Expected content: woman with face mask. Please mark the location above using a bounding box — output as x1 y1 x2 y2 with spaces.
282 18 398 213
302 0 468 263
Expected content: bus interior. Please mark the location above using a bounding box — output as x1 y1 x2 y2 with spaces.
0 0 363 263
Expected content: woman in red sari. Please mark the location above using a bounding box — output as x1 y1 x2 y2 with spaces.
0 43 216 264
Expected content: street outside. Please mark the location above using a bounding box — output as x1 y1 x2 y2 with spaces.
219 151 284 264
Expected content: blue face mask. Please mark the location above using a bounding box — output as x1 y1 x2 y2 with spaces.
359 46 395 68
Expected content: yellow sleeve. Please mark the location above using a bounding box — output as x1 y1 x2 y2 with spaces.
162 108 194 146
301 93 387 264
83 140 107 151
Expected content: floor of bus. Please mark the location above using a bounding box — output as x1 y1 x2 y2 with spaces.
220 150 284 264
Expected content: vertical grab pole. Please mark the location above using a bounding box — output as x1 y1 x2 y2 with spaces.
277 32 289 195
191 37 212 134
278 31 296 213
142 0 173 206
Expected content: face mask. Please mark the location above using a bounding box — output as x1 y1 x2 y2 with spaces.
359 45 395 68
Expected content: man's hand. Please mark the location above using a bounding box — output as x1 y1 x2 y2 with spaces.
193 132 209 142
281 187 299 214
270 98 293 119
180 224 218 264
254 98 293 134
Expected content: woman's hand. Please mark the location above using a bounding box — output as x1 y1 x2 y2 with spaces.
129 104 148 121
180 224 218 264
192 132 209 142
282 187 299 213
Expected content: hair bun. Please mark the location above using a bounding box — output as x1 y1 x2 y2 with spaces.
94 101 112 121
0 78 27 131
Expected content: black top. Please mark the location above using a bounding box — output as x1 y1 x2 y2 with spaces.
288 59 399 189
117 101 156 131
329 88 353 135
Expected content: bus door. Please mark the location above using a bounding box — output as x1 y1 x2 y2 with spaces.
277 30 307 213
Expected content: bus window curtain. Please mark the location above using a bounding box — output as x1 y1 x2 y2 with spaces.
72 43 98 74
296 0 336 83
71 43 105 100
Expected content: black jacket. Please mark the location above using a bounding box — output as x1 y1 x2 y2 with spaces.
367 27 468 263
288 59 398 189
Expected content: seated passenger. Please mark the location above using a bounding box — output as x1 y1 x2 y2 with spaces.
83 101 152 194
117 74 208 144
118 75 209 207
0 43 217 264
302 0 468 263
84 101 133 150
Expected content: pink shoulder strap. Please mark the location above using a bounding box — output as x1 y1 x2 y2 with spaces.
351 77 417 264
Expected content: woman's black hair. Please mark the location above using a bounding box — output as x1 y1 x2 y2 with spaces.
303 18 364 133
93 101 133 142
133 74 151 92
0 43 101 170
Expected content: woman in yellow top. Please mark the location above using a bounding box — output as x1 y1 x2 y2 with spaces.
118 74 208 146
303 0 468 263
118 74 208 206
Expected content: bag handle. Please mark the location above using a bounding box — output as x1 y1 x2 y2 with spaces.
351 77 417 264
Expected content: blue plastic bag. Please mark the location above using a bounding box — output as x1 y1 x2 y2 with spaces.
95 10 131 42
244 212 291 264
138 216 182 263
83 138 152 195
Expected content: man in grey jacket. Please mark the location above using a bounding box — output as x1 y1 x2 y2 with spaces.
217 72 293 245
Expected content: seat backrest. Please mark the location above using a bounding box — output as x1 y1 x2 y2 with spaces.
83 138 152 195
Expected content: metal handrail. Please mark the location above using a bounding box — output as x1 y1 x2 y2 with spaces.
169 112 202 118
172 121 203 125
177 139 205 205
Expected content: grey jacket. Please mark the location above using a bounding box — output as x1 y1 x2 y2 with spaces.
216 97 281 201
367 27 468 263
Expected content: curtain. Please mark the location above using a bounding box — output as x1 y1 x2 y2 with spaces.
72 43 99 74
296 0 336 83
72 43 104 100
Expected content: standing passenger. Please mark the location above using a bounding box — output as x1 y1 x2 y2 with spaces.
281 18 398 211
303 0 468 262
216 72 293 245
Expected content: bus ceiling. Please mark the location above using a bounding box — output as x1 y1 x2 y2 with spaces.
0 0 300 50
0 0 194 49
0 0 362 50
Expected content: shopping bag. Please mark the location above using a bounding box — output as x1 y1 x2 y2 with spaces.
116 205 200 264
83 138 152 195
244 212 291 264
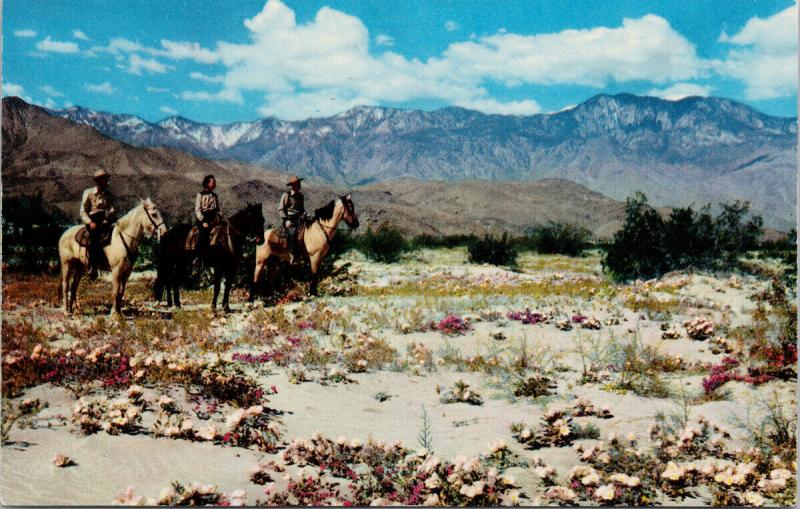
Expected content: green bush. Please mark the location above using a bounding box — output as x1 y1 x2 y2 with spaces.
361 222 408 263
2 194 69 274
410 234 477 249
602 192 763 281
524 222 592 256
467 233 518 266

========

▶ [WHAT YOU HAVE TO DO]:
Write out the data above in full and exactly, but not the pictures.

▶ [YOUR SOLUTION]:
Expected content: woman with face mask. Please mark the location above using a bounding box — output as x1 y1 x2 y2 with spaces.
282 18 398 213
302 0 468 263
Expected content: bus interior. Please mark the location above using a bounding box — output as x1 y1 x2 y2 with spaces.
0 0 363 263
Expected content: woman in red sari. Please mark the location above using a bounding box — output as x1 y1 x2 y2 with spaces.
0 43 216 264
Expected content: street outside. Please mark the location above using a bounding box — output as x1 y1 x2 y2 with spaces.
219 151 284 264
Expected content: blue face mask. Please mark the location above using a bounding box — output as x1 y1 x2 y2 with spaces.
359 46 395 68
Expected content: yellow sleeve. Please mark the location above using a bounding box — output as x1 y1 x2 y2 with spaces.
162 108 194 146
301 93 387 264
83 140 107 151
Expected content: floor of bus. Please mark the location above using a bounding box — output as x1 y1 x2 y2 with spaces.
220 150 284 264
Expected content: vertical grab pole. Please mark the location above using a bounding box — output as x1 y1 x2 y2 with spaces.
277 32 289 195
191 37 212 134
278 31 296 213
142 0 173 206
Expected content: face mask. Please mark the location above using a bounding box — output as x1 y1 x2 y2 with spaces.
359 45 395 68
Expected content: man's hand. Please mark the location above using a bounding box — output as x1 y1 x2 y2 with spaces.
193 132 209 142
281 187 299 214
270 98 293 119
180 224 218 264
254 98 293 134
Expected content: woman's hand. Please mark the location above using a bounding box — output as x1 y1 x2 y2 with spaces.
129 104 148 121
180 224 218 264
192 132 209 142
282 187 299 213
Expected content: hair bun. Please mark the location above using a bounding box — output as x1 y1 x2 y2 with spaces.
94 101 112 121
0 78 27 131
Expected content: black top. Please mark the location above using a bounding box — output as x1 y1 x2 y2 with spaces.
288 59 399 189
117 101 156 131
329 88 353 135
Expected content: bus door. Please mark the location above using a bounding box — output as x1 y1 x2 y2 with spaces.
277 30 307 213
Expected content: bus window curtain. Please mark the location above using a bounding box — output as x1 y1 x2 y2 with spaces.
72 43 98 74
296 0 336 83
71 43 105 100
Expected content: black jacket. Please mark the location above using a bounding box — output as x1 y1 x2 y2 with spaces.
367 27 468 263
288 59 398 189
Expected content: seated passenger. Please mark the location above using a bounding box — output as x1 y1 x2 y2 with spaces.
83 101 152 194
117 74 208 144
118 75 209 207
0 43 217 264
302 0 468 263
84 101 133 150
Expected content: pink shoulder strap. Please mark the location above using a bounding box — output as x1 y1 x2 y2 with spaces.
351 77 417 264
Expected content: woman's black hair. Please mark the location above using a bounding box — output as x1 y1 x2 y2 with spaces.
303 18 364 133
93 101 133 142
133 74 151 92
0 43 101 170
Expected content: woman in yellow top. Please mark the location above using a bounding box — output as x1 y1 x2 y2 with spaces.
118 74 208 146
303 0 468 263
118 74 208 206
Expected content: bag handle. Please mark the location above using a bounding box — output as x1 y1 x2 y2 with spaces.
351 77 417 264
Expected content: blue plastic bag. Please mark the location above using a bounding box — output as x1 y1 x2 y2 with spaces.
95 10 131 42
244 212 291 264
138 216 182 263
83 138 152 195
Expected content: man in grey jacket. Please mark the location above using a bounding box — output as x1 y1 x2 y2 with spaces.
217 72 293 245
Expected content: seat backrest. Please mark the location above using a bounding box — output as x1 y1 x2 y2 with spaces.
83 138 152 195
Expected content: metal handrail. Please mark the location above using a bounding box — output as x1 y1 x2 y2 with spaces.
169 112 202 118
172 121 203 125
177 139 205 205
Expected content: grey jacket. Please mark the location above using a bounding box — output as x1 y1 x2 y2 with spaces.
216 97 281 201
367 27 468 263
Expected content: curtain. Please mark the location above using a bounding box — output as x1 y1 x2 y2 with spaces.
72 43 99 74
296 0 336 83
72 43 104 100
Expected content: standing passenger. Please mark the location above using a bounding box — output as x1 y1 x2 y2 with spaces.
281 18 398 211
303 0 468 262
216 72 293 245
Expected content: bus ceiling. Please mark the location above using a bounding box — output as x1 y1 x2 y2 with spaces.
0 0 300 50
0 0 194 49
0 0 362 50
Expected content: shopping bag. Please mark the location above using a bounding box — output as x1 y1 x2 y2 with spaces.
116 205 200 264
83 138 152 195
244 212 291 264
Expected content: green bush. Please mark the location above using a bounding box — output as x1 y1 x2 y2 with spaces.
361 222 408 263
2 194 69 274
410 234 477 249
602 192 763 281
524 222 592 256
467 233 518 266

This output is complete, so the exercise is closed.